■ **EXERCISE REQUIREMENTS**
A) List every style of music named in the passage about Johnson.
B) Please condense the paragraph of the passage about Johnson that begins "With tributes and royalties rolling in" into a short bulleted list of its main facts.

■ **EXTRACT TO READ**
***

With tributes and royalties rolling in, the world was looking like a big inflatable toy when Johnson spoke from his home in Chicago last week. But it didn't take much prompting for him to recall where the bottom was and how recently he'd seen it. Four years ago he thought he'd left music behind for good, he says--or rather, it had dumped him: "My type of singing went sour. Disco came in, and rap came in, and I could see over the horizon." So Johnson regrouped. He bought a former Church's Fried Chicken outlet, he says, and before he knew it, he had five Solomon's Fishery restaurants. He was making money again, and he was even appearing at blues shows--as a concessionaire. "I was doing the fish at the Chicago Blues Fest and, man, when B.B. King was out there, I was makin' so much money I couldn't hardly carry it away."

***

■ **RECORDS**

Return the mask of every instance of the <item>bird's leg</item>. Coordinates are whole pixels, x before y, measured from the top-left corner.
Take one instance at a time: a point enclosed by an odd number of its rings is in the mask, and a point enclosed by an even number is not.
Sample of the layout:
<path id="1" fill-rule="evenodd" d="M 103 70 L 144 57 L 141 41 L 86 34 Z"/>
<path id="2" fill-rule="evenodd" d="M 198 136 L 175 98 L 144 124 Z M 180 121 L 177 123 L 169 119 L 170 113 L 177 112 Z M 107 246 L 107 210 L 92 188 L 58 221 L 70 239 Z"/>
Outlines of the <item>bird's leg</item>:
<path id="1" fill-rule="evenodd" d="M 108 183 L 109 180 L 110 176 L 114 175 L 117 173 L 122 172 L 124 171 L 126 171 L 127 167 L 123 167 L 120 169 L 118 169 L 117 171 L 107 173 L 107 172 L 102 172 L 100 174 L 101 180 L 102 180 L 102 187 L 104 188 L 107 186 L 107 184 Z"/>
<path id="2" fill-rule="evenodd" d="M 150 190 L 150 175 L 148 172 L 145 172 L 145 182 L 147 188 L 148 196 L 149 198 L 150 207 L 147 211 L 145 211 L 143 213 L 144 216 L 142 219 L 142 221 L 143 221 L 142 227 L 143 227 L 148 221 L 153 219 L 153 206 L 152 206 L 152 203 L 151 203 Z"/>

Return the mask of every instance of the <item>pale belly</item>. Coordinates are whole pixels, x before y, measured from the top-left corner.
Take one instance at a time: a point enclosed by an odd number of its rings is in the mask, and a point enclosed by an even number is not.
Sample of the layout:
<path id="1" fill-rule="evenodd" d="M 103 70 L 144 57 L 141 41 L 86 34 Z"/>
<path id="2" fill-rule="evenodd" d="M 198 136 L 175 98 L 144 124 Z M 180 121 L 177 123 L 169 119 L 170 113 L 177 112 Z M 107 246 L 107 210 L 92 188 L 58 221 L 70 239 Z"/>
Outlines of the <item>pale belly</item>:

***

■ **SOLUTIONS BY TASK**
A) Disco, rap, blues

B)
- Johnson, speaking from his Chicago home, was enjoying tributes and royalties but readily recalled how recently he had hit bottom.
- Four years earlier he believed music had left him behind, as disco and rap came in and his type of singing went sour.
- He bought a former Church's Fried Chicken outlet and soon had five Solomon's Fishery restaurants.
- He made money again and appeared at blues shows as a concessionaire, selling fish at the Chicago Blues Fest, where he earned so much during B.B. King's set that he could hardly carry it away.